• SELECTED EXCERPT:
____

It appears EETimes [Homepage] had already published info regarding the upcoming 3Ware Escalade 7500 series [Article] back on June 24th.
Quick Specs:
- 64-bit/33MHz PCI (266MBps)
- 64-bit ASIC (application specific integrated circuit)
- 0 Latency SRAM (static RAM, not synchronous dynamic RAM)
- 4, 8 and 12 channel ATA options (7500-4, 8, 12, respectively)
- Only one drive used per channel (no master/slave issues)
- ATA UltraDMA/133 Speed
- Full Linux support (3Ware-written GPL driver, in stock kernel since 2.2.15)
- Multiple RAID-5 volumes on 7500-12 product
- Also designed for upto 16-port SerialATA (with external PHY chips)
Further Discussion:
- How much memory is on-board?

____

• DATA:

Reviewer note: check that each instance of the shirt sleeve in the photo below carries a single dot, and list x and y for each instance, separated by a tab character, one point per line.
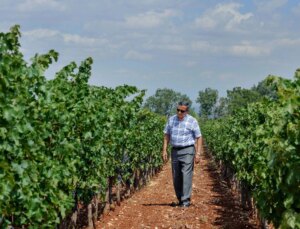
196	129
167	128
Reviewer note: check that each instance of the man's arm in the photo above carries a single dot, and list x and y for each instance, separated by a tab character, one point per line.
165	146
198	148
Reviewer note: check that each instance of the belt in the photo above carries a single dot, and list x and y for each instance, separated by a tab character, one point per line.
181	147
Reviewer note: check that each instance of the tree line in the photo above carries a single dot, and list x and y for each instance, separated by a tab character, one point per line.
211	106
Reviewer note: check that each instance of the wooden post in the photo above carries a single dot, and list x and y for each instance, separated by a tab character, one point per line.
90	217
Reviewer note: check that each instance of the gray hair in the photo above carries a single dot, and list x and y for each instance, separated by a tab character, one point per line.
183	103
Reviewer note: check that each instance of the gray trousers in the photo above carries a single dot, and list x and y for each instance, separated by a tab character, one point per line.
182	171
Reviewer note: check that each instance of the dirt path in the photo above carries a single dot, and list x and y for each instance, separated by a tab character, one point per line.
213	205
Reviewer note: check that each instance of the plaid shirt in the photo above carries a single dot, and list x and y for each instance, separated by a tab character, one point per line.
182	133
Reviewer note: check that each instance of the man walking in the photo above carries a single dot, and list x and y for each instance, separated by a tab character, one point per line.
183	133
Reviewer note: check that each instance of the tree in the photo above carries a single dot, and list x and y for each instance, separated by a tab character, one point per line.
165	101
207	100
241	97
266	90
221	108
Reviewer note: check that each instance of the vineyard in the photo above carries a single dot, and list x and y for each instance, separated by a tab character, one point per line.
261	146
65	142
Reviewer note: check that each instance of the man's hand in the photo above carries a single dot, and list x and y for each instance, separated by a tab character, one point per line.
165	155
197	158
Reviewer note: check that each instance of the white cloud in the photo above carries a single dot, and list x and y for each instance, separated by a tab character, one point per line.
269	5
226	15
247	49
287	42
296	9
149	19
204	46
41	33
134	55
38	34
36	5
82	40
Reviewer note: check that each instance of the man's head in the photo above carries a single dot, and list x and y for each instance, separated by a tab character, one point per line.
182	109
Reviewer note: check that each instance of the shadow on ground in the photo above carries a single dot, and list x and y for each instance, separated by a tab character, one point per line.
230	213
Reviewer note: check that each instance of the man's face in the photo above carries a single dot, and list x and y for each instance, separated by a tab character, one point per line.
181	111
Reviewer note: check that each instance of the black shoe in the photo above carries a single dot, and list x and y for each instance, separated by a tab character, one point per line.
185	204
174	204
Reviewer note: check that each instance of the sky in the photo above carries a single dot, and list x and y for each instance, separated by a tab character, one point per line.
184	45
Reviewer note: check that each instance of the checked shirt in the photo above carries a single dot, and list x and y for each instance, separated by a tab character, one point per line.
182	133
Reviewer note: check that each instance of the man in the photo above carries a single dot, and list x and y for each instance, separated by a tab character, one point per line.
183	133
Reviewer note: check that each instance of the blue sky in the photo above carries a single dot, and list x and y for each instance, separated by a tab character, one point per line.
185	45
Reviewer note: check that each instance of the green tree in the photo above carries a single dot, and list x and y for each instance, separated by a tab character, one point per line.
207	100
266	90
165	100
241	97
221	108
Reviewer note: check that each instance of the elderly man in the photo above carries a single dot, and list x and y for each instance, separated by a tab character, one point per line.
183	133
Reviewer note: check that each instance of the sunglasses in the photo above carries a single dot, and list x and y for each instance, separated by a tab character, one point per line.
182	111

____

• WHAT THE EXERCISE ASKS: In the spec list for the 3Ware Escalade 7500 series, which model supports multiple RAID-5 volumes?

• RESULT FOR THIS EXERCISE: The 7500-12.